### Problem statement
Format the records starting at the line containing "In this photo, each instance of the portuguese" and ending at the line containing "(1042, 366)" as a two-column CSV with the headers instruction and answer, one row per instruction alongside its answer. Put each field in quotes and replace any line breaks inside a field with spaces.

### Entries supplied
----
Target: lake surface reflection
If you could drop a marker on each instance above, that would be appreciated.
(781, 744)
----
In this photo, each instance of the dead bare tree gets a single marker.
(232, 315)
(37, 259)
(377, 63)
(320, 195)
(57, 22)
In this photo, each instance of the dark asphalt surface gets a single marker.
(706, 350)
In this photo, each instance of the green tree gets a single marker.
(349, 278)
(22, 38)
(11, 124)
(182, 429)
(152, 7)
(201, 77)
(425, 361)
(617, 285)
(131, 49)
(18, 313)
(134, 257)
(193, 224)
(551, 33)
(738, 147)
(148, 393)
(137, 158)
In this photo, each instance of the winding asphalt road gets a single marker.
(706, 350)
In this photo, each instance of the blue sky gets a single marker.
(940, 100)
----
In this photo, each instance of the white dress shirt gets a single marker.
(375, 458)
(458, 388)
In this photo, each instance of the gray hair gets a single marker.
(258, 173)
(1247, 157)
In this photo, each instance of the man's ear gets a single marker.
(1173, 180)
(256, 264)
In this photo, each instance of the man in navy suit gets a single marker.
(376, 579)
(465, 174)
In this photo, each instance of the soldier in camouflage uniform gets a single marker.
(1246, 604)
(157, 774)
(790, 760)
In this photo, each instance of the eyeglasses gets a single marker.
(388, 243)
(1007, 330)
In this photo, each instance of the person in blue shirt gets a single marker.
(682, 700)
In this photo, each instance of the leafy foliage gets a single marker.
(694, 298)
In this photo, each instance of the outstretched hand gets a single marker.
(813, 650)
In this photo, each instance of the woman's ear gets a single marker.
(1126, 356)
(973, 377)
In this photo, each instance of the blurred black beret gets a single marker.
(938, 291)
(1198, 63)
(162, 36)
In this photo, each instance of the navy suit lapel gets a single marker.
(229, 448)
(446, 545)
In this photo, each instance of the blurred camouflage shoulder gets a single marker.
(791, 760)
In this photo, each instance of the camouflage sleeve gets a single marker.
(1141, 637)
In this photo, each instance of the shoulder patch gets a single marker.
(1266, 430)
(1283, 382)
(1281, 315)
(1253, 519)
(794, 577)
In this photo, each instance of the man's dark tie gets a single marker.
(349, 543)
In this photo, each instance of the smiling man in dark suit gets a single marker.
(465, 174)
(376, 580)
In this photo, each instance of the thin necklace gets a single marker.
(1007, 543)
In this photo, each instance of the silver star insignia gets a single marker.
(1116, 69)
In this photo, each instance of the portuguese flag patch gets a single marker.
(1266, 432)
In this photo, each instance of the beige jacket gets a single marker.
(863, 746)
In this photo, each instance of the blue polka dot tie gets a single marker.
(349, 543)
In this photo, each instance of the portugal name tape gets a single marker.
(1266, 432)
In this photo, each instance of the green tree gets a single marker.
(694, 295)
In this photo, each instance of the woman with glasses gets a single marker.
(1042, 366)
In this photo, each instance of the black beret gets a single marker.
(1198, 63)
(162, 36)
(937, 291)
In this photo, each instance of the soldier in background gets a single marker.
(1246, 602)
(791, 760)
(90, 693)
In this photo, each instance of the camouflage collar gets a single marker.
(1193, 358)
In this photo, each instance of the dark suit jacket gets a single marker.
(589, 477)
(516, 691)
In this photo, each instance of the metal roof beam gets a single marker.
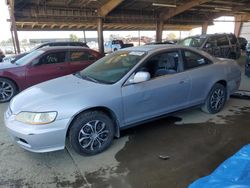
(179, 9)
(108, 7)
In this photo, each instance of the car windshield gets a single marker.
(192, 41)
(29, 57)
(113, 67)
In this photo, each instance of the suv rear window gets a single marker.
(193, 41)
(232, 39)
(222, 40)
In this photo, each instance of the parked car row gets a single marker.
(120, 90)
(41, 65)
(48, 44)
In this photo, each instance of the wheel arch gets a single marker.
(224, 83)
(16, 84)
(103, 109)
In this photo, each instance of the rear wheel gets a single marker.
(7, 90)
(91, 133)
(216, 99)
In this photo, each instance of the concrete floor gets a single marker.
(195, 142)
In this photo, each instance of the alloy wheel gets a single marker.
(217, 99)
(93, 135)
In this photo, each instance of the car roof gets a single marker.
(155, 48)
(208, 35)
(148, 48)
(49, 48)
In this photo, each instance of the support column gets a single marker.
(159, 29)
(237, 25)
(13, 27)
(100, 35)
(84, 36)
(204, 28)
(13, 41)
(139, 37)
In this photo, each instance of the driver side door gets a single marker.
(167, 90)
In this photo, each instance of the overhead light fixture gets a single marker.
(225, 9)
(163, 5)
----
### Answer to this problem
instruction,answer
"In this photo, each instance of the portuguese flag patch gets a single marker.","(1266, 432)"
"In this photo, each instance of the beige jacket gets a single marker.","(863, 746)"
"In this photo, each instance of the blue polka dot tie gets a single marker.","(349, 543)"
"In this photo, each instance of the portugal name tape gets a single marker.","(1266, 432)"
"In this photo, each instance of the green tree gets a single marker.","(694, 295)"
"In this photo, each instance of the woman with glasses gets a single marker.","(1042, 366)"